[A block of data]
---

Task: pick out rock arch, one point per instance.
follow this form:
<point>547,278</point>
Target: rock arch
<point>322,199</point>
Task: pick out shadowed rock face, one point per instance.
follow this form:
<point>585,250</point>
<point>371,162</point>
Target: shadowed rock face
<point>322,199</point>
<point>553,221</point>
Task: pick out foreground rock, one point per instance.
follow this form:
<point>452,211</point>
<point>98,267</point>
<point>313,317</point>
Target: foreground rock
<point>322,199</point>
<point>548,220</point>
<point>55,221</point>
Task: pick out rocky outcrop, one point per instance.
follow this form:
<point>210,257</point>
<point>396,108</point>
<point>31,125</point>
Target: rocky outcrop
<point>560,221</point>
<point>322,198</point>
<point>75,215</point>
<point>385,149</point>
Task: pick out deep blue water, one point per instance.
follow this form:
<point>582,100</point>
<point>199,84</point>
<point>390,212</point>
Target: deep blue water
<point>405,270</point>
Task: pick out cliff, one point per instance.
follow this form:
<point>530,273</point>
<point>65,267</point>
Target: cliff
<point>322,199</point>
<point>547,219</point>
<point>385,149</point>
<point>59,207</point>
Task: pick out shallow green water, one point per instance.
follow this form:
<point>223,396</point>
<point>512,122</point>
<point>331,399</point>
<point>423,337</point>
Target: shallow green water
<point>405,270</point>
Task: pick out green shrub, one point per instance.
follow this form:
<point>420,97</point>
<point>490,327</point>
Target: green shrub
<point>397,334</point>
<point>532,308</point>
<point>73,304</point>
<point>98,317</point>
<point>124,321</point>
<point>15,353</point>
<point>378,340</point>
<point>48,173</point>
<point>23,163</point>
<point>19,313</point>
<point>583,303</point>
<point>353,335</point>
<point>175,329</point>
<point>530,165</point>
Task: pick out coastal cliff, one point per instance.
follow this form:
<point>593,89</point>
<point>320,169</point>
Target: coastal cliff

---

Task statement -
Return every line of the material above, with no changes at all.

Solution for this task -
Task: pick out rock arch, one point per instance.
follow this form:
<point>547,278</point>
Target: rock arch
<point>322,199</point>
Task: pick out shadowed rock face, one point per instance.
follow this form:
<point>585,250</point>
<point>371,162</point>
Target: shadowed rock face
<point>322,199</point>
<point>553,221</point>
Task: pick out foreground rock, one point per instance.
follow this form:
<point>452,211</point>
<point>98,267</point>
<point>313,317</point>
Target: foreground rock
<point>322,199</point>
<point>548,220</point>
<point>55,221</point>
Task: pick out rocky outcrop, one point per instance.
follow this form:
<point>210,257</point>
<point>396,108</point>
<point>31,125</point>
Target: rocky outcrop
<point>560,221</point>
<point>322,198</point>
<point>75,215</point>
<point>385,149</point>
Task: pick out deep blue water, one point per instance.
follow this form:
<point>582,100</point>
<point>199,84</point>
<point>390,212</point>
Target: deep blue water
<point>405,270</point>
Task: pick out cliff, one point per instance.
follow this form:
<point>530,273</point>
<point>65,267</point>
Target: cliff
<point>322,199</point>
<point>547,219</point>
<point>385,149</point>
<point>59,207</point>
Task: pick out shallow green water, one point per instance.
follow this form:
<point>223,396</point>
<point>512,122</point>
<point>331,399</point>
<point>423,337</point>
Target: shallow green water
<point>405,270</point>
Task: pick out green shrub, one point per instance.
follow this form:
<point>420,97</point>
<point>490,327</point>
Target: green shrub
<point>397,334</point>
<point>532,308</point>
<point>73,304</point>
<point>98,317</point>
<point>124,321</point>
<point>15,353</point>
<point>378,340</point>
<point>48,173</point>
<point>23,163</point>
<point>19,313</point>
<point>583,303</point>
<point>353,335</point>
<point>175,329</point>
<point>530,165</point>
Task: pick out coastal cliff, one point per instance.
follow this form:
<point>593,89</point>
<point>320,169</point>
Target: coastal cliff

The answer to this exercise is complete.